- Exercise passage:

▼▼▼

There are three main types of hearing loss and each can be caused by different factors and require different hearing aid technology and features to have the best listening experience. The three types of hearing loss include:
1. Sensorineural hearing loss: When the problem is in the inner ear or a problem with the auditory nerve, a sensorineural hearing loss is the result. This commonly occurs from damage to the small hair cells, or nerve fibers, in the auditory system. Sensorineural hearing loss is the most common type of hearing loss in adults and accounts for more than 90 percent of hearing loss in all hearing aid wearers. The most common causes of this hearing loss are age-related changes and noise exposure. Loss may also result from disturbance of inner ear circulation, increased inner ear fluid pressure, or from disturbances of nerve transmission. There are many excellent options for the patient with sensorineural hearing loss.

▲▲▲

- Image-grounded pointing data:
▼▼▼

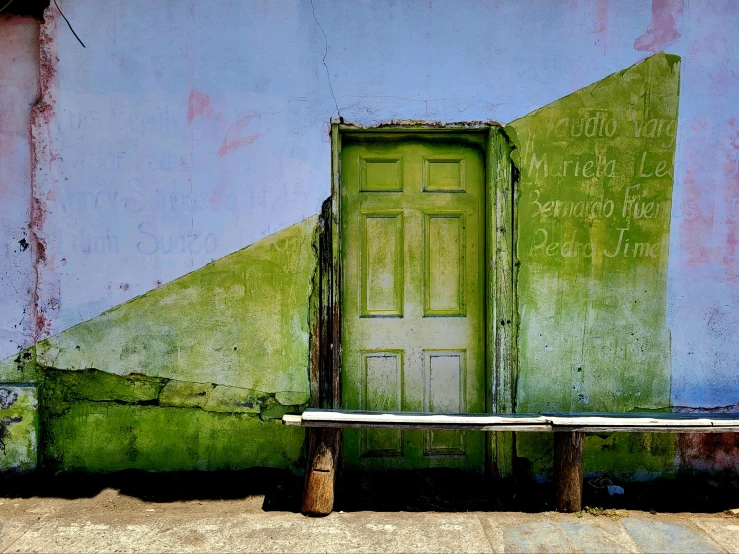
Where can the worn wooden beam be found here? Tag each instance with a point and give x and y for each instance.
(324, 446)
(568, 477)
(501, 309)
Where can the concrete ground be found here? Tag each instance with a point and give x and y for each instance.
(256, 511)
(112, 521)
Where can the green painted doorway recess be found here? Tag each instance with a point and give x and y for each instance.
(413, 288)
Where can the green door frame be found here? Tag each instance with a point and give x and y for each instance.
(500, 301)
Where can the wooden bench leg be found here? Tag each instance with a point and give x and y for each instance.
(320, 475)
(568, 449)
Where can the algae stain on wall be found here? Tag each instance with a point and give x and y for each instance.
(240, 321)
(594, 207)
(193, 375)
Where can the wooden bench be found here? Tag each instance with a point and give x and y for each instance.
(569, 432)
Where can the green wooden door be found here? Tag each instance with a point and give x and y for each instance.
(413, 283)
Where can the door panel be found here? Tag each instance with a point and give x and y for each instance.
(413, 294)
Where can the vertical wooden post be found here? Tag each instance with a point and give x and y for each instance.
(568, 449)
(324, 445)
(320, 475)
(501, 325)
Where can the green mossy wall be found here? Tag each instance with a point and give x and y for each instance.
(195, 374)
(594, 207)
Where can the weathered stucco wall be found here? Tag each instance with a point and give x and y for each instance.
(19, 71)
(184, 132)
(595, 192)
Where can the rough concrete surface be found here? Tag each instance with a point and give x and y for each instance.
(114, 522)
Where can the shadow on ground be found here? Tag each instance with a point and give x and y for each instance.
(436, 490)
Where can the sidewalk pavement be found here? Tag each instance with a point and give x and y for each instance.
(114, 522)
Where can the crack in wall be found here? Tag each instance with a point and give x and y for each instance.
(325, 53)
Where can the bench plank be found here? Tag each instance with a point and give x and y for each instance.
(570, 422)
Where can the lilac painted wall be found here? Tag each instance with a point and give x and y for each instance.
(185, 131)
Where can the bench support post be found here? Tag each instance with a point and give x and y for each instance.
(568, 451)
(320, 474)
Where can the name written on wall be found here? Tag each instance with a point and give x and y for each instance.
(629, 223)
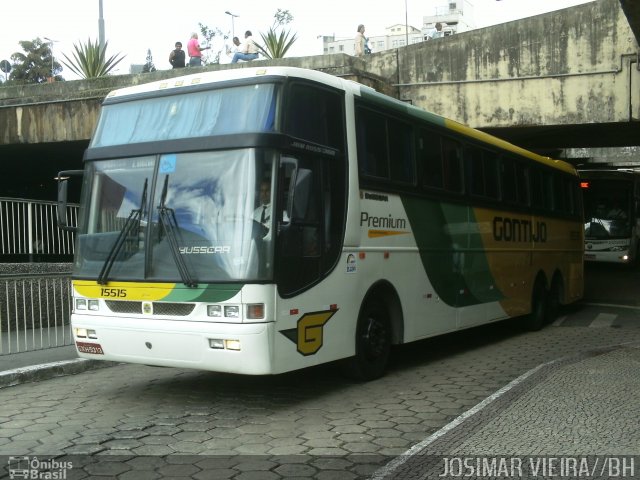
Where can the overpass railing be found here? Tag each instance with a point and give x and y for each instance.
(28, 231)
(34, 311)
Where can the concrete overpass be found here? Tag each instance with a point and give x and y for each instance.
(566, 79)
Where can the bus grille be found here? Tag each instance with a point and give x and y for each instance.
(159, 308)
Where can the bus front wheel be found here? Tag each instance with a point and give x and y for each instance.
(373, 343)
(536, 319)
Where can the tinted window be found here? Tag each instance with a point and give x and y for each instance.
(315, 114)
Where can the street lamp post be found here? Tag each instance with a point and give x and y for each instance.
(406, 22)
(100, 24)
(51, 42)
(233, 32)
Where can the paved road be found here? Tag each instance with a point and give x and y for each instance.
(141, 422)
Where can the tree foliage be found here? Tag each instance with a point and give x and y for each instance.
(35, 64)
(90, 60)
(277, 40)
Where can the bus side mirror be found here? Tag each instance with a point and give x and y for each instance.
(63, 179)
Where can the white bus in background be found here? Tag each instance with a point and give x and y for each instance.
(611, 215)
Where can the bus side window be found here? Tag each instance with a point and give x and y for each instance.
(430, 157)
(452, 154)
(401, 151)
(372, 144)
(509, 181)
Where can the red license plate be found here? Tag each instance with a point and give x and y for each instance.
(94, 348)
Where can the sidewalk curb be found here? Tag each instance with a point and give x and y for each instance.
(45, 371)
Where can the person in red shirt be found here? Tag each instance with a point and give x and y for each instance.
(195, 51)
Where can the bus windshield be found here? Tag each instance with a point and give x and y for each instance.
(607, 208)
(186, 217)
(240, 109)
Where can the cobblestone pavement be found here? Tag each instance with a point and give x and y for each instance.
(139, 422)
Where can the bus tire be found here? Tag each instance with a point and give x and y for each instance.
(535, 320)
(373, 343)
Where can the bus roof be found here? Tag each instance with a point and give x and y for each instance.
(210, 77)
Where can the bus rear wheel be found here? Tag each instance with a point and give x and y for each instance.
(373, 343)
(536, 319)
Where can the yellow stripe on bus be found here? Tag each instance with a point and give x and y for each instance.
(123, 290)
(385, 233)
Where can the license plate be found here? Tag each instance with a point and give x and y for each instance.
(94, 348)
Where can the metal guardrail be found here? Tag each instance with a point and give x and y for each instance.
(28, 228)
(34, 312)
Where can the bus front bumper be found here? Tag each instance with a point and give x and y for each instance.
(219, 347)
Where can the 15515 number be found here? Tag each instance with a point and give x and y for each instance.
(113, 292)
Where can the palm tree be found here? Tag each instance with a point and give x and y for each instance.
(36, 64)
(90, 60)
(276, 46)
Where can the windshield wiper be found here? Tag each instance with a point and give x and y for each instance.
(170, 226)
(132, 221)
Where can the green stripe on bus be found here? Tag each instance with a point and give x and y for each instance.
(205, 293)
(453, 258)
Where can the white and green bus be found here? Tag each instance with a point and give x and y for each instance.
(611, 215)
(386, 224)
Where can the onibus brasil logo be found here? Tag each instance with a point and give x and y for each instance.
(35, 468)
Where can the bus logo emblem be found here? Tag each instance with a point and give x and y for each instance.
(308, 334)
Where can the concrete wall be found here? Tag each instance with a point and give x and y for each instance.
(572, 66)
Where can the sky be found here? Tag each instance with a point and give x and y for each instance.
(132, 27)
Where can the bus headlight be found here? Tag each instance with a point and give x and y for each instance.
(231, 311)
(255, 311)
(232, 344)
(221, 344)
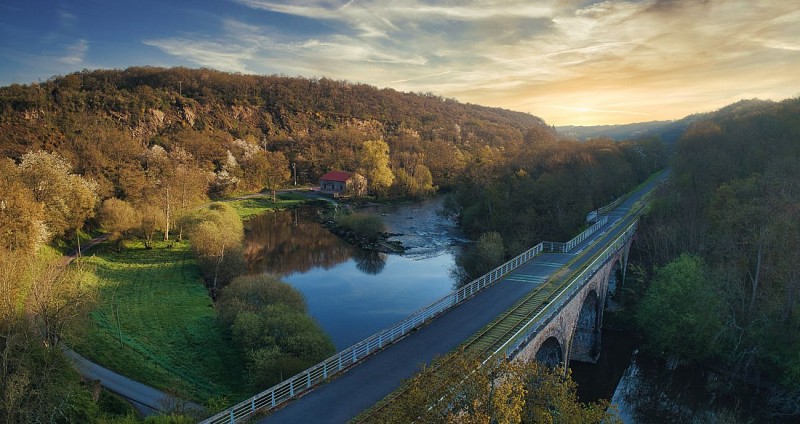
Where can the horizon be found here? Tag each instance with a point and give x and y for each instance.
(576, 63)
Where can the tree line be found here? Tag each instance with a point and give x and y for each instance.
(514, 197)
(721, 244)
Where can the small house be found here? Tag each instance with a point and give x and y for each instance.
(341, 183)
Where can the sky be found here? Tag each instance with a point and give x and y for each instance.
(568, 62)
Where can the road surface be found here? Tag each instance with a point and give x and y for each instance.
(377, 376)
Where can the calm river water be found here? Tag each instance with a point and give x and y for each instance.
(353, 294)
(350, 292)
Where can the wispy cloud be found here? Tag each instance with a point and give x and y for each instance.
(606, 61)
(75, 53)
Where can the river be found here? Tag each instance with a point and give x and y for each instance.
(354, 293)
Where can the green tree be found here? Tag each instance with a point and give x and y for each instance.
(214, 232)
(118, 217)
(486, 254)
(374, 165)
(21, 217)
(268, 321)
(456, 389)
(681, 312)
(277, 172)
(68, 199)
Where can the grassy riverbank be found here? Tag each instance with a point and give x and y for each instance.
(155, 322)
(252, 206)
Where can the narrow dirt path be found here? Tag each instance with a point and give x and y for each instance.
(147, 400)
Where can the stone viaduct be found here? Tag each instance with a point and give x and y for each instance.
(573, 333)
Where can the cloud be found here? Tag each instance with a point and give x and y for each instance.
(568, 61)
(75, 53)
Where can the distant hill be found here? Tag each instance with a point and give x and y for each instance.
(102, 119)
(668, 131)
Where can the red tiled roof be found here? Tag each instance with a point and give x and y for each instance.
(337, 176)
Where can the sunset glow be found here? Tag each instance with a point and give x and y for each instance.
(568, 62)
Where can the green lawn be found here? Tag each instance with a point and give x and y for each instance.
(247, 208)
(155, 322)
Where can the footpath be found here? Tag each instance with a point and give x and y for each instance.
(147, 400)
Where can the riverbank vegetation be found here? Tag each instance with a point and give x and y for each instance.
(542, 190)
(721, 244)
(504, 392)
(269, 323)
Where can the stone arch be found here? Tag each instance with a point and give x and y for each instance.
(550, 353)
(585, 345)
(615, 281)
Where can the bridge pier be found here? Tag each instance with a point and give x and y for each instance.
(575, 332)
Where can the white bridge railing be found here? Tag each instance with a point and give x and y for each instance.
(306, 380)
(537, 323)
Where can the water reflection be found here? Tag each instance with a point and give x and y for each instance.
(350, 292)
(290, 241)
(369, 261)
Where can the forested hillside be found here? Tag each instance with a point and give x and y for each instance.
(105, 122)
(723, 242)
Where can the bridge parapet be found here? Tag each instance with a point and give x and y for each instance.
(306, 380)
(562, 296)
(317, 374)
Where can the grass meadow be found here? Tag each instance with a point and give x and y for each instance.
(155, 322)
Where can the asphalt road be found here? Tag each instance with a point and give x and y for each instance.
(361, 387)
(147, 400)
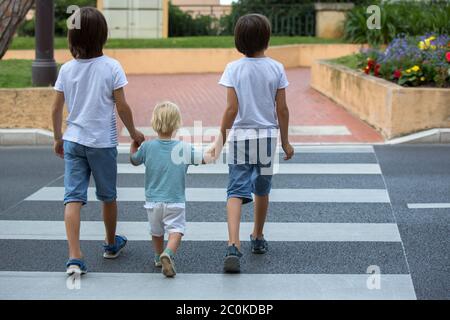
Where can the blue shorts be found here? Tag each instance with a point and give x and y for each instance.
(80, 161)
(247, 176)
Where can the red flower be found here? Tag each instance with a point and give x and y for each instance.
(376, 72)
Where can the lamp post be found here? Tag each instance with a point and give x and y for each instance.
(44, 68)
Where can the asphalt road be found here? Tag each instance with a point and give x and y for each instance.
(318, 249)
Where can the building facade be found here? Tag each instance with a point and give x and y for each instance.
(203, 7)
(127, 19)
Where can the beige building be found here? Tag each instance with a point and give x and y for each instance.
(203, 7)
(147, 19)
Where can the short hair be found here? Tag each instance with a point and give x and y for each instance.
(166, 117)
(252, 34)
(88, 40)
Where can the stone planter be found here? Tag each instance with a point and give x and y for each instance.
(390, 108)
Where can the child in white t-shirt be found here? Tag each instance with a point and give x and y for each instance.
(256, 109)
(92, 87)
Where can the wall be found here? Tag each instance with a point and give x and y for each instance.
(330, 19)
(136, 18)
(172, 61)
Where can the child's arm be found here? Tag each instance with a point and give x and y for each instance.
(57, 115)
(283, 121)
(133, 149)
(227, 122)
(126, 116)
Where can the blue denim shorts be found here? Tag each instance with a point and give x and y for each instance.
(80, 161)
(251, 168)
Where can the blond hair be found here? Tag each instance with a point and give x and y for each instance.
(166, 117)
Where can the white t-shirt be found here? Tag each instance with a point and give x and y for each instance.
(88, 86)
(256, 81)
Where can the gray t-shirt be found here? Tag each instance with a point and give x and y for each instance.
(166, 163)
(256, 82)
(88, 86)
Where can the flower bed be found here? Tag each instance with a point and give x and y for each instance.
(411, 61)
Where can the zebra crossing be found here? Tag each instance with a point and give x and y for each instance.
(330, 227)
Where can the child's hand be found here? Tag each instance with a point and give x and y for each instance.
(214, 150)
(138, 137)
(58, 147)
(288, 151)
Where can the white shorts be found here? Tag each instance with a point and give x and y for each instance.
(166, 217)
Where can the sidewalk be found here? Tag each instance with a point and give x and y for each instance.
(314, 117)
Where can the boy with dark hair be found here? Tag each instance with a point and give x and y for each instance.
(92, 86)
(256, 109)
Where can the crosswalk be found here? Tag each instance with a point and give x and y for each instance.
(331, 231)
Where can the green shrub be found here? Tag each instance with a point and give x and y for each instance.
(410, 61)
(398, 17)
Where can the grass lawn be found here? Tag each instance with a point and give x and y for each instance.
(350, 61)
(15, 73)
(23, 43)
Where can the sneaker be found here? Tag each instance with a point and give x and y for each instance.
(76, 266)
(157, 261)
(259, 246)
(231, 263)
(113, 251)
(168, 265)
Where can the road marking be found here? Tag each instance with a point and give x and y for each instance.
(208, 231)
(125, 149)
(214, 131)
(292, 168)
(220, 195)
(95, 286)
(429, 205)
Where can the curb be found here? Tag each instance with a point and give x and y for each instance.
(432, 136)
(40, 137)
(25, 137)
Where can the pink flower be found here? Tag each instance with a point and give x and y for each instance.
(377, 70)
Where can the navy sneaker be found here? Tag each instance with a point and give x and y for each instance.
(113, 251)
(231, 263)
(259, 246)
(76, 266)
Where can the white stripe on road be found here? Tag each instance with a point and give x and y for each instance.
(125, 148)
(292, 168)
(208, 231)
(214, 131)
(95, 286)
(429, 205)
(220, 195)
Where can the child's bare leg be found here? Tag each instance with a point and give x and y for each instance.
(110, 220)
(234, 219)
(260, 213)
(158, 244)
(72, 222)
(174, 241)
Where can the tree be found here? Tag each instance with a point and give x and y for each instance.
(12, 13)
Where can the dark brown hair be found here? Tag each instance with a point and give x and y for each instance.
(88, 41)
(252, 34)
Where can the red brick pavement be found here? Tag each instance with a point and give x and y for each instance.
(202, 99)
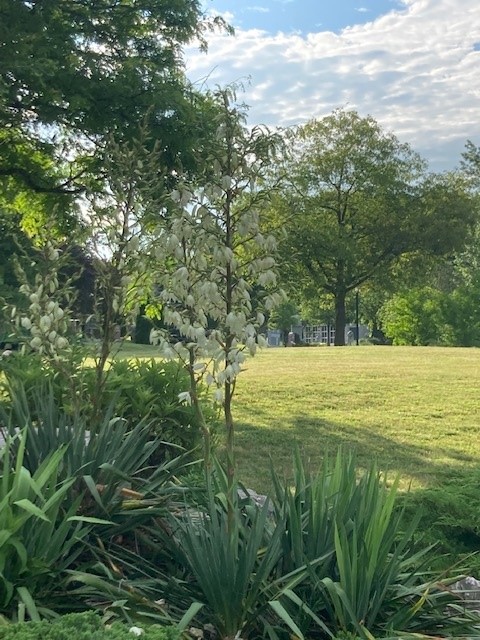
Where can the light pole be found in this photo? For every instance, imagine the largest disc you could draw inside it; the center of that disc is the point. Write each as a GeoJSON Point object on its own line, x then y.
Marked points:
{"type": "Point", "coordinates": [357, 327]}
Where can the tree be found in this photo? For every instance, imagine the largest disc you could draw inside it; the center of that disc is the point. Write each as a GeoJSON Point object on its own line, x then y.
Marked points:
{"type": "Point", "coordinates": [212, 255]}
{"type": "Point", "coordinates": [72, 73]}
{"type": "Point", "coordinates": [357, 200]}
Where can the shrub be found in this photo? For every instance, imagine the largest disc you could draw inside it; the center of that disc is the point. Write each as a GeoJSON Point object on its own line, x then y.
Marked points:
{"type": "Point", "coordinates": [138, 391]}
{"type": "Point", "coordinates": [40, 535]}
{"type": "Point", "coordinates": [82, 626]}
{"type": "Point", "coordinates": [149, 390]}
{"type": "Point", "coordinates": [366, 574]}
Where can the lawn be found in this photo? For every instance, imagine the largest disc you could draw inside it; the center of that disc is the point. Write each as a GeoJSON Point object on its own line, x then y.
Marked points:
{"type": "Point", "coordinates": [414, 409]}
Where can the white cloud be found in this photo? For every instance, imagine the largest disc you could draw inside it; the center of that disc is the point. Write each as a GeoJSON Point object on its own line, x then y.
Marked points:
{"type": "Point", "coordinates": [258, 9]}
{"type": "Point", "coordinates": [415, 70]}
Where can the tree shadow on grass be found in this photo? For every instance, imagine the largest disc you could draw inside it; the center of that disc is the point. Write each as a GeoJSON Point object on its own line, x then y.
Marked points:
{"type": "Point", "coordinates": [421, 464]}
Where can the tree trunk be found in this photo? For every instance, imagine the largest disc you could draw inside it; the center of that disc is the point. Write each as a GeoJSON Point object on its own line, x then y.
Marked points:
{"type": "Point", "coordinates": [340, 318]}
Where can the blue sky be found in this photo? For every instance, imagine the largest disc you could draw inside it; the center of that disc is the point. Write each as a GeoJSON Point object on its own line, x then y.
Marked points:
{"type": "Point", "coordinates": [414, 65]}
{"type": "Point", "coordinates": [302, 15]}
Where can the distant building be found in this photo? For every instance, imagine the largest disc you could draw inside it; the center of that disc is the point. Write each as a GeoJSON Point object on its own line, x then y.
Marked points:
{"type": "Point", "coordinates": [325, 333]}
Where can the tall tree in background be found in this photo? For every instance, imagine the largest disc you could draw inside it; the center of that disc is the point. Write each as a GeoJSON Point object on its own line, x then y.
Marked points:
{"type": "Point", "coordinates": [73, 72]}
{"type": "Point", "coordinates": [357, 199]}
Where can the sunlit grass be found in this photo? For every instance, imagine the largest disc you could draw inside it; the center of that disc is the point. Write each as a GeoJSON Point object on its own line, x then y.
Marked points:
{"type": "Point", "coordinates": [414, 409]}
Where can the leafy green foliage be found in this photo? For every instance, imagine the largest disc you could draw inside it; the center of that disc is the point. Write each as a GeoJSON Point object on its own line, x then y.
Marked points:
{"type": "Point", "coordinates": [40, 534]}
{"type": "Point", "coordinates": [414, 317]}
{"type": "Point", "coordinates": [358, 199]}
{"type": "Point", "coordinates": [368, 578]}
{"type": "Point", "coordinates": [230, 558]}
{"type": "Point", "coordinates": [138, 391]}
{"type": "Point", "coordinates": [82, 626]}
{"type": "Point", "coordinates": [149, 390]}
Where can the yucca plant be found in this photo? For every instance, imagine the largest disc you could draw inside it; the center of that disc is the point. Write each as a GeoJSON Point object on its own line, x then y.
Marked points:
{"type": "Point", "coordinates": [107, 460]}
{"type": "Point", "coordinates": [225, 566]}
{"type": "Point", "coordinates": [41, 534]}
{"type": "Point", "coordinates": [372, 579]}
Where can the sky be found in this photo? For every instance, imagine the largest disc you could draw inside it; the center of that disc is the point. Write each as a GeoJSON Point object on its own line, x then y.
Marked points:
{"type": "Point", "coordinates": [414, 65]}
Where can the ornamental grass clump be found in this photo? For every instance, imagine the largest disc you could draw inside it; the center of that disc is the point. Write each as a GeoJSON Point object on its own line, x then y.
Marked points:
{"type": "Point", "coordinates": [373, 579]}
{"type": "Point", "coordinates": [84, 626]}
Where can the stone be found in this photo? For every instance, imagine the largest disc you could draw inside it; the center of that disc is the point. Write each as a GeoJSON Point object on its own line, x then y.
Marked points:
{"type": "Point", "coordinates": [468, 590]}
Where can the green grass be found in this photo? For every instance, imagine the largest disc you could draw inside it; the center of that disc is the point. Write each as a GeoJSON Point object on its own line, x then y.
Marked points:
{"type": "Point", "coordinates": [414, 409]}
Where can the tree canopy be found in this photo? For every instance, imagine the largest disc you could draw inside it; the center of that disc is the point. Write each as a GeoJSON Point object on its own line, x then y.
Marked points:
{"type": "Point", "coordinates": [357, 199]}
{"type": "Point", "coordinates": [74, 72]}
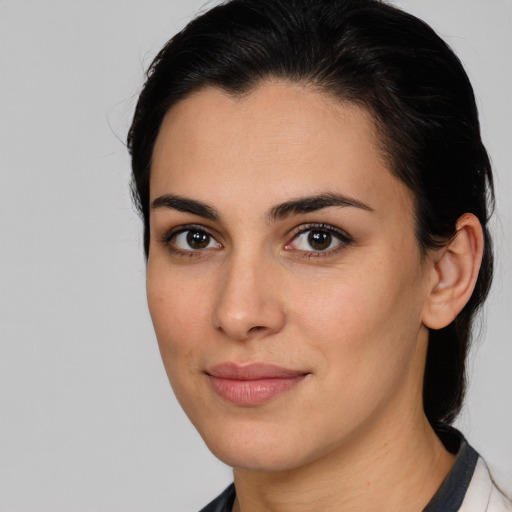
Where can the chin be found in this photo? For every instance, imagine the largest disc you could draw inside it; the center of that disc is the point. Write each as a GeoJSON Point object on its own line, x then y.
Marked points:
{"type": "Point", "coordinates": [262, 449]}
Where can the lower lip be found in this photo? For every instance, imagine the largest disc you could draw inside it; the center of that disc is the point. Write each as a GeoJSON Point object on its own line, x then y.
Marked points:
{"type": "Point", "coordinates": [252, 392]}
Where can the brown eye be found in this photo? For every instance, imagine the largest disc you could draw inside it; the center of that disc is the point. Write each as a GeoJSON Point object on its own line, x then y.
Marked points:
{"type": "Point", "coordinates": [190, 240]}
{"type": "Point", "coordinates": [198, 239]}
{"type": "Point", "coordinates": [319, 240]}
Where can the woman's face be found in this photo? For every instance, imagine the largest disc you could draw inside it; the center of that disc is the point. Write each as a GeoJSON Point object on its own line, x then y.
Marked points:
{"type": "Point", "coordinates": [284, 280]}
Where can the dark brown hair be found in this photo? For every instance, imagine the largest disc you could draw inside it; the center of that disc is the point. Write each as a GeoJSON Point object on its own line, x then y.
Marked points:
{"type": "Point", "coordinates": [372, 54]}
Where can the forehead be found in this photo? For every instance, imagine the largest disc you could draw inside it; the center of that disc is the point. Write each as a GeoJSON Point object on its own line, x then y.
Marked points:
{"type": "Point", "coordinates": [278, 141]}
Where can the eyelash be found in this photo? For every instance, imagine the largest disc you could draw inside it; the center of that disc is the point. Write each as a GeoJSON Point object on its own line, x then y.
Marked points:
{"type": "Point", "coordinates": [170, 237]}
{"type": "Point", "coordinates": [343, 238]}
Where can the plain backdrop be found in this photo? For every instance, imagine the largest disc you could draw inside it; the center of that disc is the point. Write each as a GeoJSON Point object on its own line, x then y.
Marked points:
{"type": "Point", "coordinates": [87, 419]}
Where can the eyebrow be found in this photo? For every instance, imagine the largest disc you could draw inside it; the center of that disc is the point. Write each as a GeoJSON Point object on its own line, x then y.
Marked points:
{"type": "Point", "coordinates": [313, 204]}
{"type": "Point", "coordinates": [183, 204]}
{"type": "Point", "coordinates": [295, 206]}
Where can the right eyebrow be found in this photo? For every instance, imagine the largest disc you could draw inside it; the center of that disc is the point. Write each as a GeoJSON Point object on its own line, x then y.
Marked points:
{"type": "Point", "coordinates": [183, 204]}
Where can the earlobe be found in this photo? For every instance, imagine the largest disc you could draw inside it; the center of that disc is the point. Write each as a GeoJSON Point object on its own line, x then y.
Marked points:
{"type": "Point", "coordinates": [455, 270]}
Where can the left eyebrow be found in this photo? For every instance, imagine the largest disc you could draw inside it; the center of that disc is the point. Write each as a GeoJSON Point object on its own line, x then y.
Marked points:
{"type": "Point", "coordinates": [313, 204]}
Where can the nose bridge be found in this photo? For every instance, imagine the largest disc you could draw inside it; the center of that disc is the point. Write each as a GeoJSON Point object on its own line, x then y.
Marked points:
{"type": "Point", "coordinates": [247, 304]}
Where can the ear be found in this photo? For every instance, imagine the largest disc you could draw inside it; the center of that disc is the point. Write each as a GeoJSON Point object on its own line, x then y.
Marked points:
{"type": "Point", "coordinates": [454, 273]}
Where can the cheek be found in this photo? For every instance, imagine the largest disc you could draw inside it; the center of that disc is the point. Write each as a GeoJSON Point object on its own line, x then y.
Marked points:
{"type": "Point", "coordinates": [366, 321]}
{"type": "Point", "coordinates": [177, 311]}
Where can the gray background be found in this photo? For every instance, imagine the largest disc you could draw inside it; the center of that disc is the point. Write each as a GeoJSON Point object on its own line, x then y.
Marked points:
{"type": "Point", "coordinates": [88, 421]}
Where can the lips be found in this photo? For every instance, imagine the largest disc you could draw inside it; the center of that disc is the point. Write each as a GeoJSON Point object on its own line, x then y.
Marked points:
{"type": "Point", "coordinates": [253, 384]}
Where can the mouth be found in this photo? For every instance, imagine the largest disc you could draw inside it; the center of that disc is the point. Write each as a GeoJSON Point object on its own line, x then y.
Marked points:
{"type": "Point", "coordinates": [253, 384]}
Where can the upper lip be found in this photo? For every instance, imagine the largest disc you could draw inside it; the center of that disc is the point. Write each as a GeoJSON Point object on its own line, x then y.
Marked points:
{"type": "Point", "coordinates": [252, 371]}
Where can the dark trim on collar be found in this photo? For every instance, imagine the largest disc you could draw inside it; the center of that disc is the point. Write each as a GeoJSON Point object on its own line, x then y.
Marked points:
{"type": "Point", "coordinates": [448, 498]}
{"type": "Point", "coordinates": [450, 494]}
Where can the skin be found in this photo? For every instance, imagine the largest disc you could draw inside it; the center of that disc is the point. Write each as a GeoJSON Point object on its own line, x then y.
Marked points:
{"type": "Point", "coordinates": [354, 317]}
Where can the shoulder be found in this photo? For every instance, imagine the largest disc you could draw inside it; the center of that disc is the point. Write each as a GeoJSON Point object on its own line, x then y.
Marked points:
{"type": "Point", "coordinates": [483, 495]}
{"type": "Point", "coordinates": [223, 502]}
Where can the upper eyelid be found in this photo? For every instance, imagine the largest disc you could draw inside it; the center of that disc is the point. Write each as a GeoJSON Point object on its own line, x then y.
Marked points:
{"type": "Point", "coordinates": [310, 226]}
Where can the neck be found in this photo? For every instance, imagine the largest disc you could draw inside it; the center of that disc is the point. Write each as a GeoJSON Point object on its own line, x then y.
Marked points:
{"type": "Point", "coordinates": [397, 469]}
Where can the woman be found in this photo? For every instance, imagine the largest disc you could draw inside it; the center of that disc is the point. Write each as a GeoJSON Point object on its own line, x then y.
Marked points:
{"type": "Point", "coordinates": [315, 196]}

▲▲▲

- Exercise details: Continue the text on types of hearing loss, starting right after its last sentence.

- Written response:
2. Conductive hearing loss: When there is a problem in the external or middle ear, a conductive hearing loss occurs. Conductive hearing loss develops when sound is not conducted efficiently through the ear canal, eardrum, or tiny bones of the middle ear, resulting in a reduction of the loudness of sound that is heard. Conductive losses may result from earwax blocking the ear canal, fluid in the middle ear, middle ear infection, obstruction of the ear canal, perforation (hole) in the eardrum membrane or disease of any of the three middle ear bones. Individuals with conductive hearing loss can benefit from hearing aids, medical implants, medication or surgical options.
3. Mixed hearing loss: When there are problems in the middle and inner ear, a mixed hearing impairment is the result. Because mixed hearing loss involves both sensorineural and conductive hearing loss, treatment options from hearing aids to surgery depends on the nature of the impairment and the symptoms experienced.